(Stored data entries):
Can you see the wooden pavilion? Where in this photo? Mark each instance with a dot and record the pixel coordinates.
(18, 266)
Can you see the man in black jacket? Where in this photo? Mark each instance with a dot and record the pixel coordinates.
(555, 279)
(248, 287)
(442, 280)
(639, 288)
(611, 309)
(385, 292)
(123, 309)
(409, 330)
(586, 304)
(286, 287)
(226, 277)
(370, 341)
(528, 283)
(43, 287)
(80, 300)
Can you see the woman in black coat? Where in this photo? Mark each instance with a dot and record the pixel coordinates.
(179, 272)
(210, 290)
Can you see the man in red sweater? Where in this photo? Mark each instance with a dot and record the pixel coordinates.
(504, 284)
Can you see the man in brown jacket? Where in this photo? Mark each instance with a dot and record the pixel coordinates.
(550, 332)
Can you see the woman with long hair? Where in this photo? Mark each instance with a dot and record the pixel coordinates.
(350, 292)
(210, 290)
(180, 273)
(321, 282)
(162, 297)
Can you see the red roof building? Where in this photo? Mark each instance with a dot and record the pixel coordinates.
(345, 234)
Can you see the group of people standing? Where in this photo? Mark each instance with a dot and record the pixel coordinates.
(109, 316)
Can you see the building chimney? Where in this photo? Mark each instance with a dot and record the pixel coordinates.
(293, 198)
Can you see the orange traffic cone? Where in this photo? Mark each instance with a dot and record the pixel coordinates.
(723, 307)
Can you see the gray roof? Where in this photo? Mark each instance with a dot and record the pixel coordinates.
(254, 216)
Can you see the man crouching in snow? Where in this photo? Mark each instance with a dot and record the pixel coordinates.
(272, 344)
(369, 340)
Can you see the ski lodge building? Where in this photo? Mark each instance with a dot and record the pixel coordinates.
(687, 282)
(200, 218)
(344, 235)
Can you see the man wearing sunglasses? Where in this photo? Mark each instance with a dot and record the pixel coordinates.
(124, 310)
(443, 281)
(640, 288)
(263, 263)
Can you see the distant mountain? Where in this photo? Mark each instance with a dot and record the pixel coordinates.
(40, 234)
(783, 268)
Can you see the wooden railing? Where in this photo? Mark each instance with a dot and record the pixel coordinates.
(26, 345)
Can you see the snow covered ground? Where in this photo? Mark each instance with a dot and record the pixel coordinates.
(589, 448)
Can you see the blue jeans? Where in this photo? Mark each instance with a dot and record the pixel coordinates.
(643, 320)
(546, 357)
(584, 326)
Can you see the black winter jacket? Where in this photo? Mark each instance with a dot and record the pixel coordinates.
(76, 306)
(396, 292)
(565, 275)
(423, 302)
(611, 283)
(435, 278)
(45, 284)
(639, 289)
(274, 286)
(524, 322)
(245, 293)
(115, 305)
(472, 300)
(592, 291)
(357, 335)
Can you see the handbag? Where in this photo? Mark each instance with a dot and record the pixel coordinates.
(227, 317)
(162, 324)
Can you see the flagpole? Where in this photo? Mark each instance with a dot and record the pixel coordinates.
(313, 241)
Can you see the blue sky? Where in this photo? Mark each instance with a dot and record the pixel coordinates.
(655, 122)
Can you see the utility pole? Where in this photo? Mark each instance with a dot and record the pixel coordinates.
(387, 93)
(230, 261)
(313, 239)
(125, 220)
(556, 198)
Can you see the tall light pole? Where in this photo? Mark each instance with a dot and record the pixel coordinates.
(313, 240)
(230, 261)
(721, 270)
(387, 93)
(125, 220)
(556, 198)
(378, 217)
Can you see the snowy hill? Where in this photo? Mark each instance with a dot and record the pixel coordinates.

(Prompt): All of the data, from the first line to the last, should be written out exactly.

(Result of this task):
Can you see the wooden pavilion? Where in this photo? Mark each instance with a dot and record the pixel coordinates.
(18, 266)
Can you see the man in black jacket? Where in this photo? Mark each instance with a dot and record the pixel coordinates.
(555, 279)
(248, 287)
(442, 280)
(639, 288)
(611, 309)
(385, 292)
(123, 309)
(409, 330)
(586, 304)
(286, 287)
(226, 277)
(370, 341)
(528, 283)
(43, 287)
(80, 300)
Can you see the woman in black coat? Where in this photo? Mark each instance with a dot and record the pixel coordinates.
(179, 272)
(210, 290)
Can you see the man in red sweater? Where in this photo? Mark each instance with a dot and record the pixel coordinates.
(504, 284)
Can you see the man in brown jacket? Where in this photo? Mark each instance with a dot and record the pixel coordinates.
(550, 332)
Can you see the woman with long hair? Where in this photo? Mark each instance with a dot and record the pixel coordinates.
(350, 292)
(210, 290)
(180, 273)
(321, 282)
(162, 297)
Can you see the red roof building? Where in this photo? Mark each instance with a dot and record the pixel coordinates.
(345, 234)
Can you see the group of people standing? Where in this photo? Mark each instance with a dot and record the pixel coordinates.
(109, 316)
Can you see the building chimney? Where in this photo? Mark each instance with a dot and record the pixel coordinates.
(293, 198)
Can you see the orange traffic cone? Where in this photo? Mark each instance with a dot and record the pixel coordinates.
(723, 307)
Can you see the gray roof? Where in this photo? Mark each instance with a dot and record the pixel coordinates.
(254, 216)
Can you see the man crouching in snow? Where in this photo? Mark each instance with a dot and record the pixel coordinates.
(272, 344)
(369, 340)
Can you see the ski lodge building? Where in this photo? Mark each instance with a dot and record the pixel coordinates.
(687, 282)
(200, 218)
(344, 235)
Can you see the man wearing sunglasses? Where in this photo? Mark each instance with a dot and record the pixel coordinates.
(124, 310)
(443, 281)
(640, 288)
(263, 263)
Can you see the distant mountain? Where in this photo? Mark each instance with a dot and record the pixel coordinates.
(40, 234)
(783, 268)
Can you see the wooden railing? Where in this photo? Mark each instance with a dot and record the pixel coordinates.
(26, 345)
Can you see the snow covered ground? Where in this photo? Mark each instance with a dot and record the pixel coordinates.
(589, 448)
Can you see the blue jeans? Where in this photo? Mark each instance with a dot and record the pixel coordinates.
(643, 320)
(546, 357)
(584, 326)
Can you see the black winter jacket? Where in this photo? Mark each instance with a dot and record the pixel coordinates.
(76, 306)
(396, 292)
(565, 275)
(423, 302)
(611, 283)
(435, 278)
(45, 284)
(639, 289)
(274, 286)
(524, 322)
(245, 293)
(115, 305)
(472, 300)
(592, 291)
(357, 335)
Can you see the handbag? Where in this photo? Mark each instance with a dot and record the pixel coordinates.
(227, 317)
(162, 324)
Can you see the flagpole? Where in this photo? Mark each instance with a dot and record the pixel coordinates.
(313, 241)
Can you see the blue sky? Where in this photo? Mark each instance with a dot and record the pixel coordinates.
(655, 122)
Can you see the utility pole? Where in this photo? Mark each instance with a dot and record the pixel coordinates.
(387, 93)
(230, 261)
(313, 239)
(125, 220)
(556, 198)
Can you see the tall light pole? Where in this photo? Mark each instance with a dot and record the pixel coordinates.
(313, 240)
(230, 261)
(721, 270)
(387, 93)
(125, 220)
(556, 198)
(378, 217)
Can you see the snowy hill? Where in this photo? Mark each instance with a dot and record the pixel coordinates.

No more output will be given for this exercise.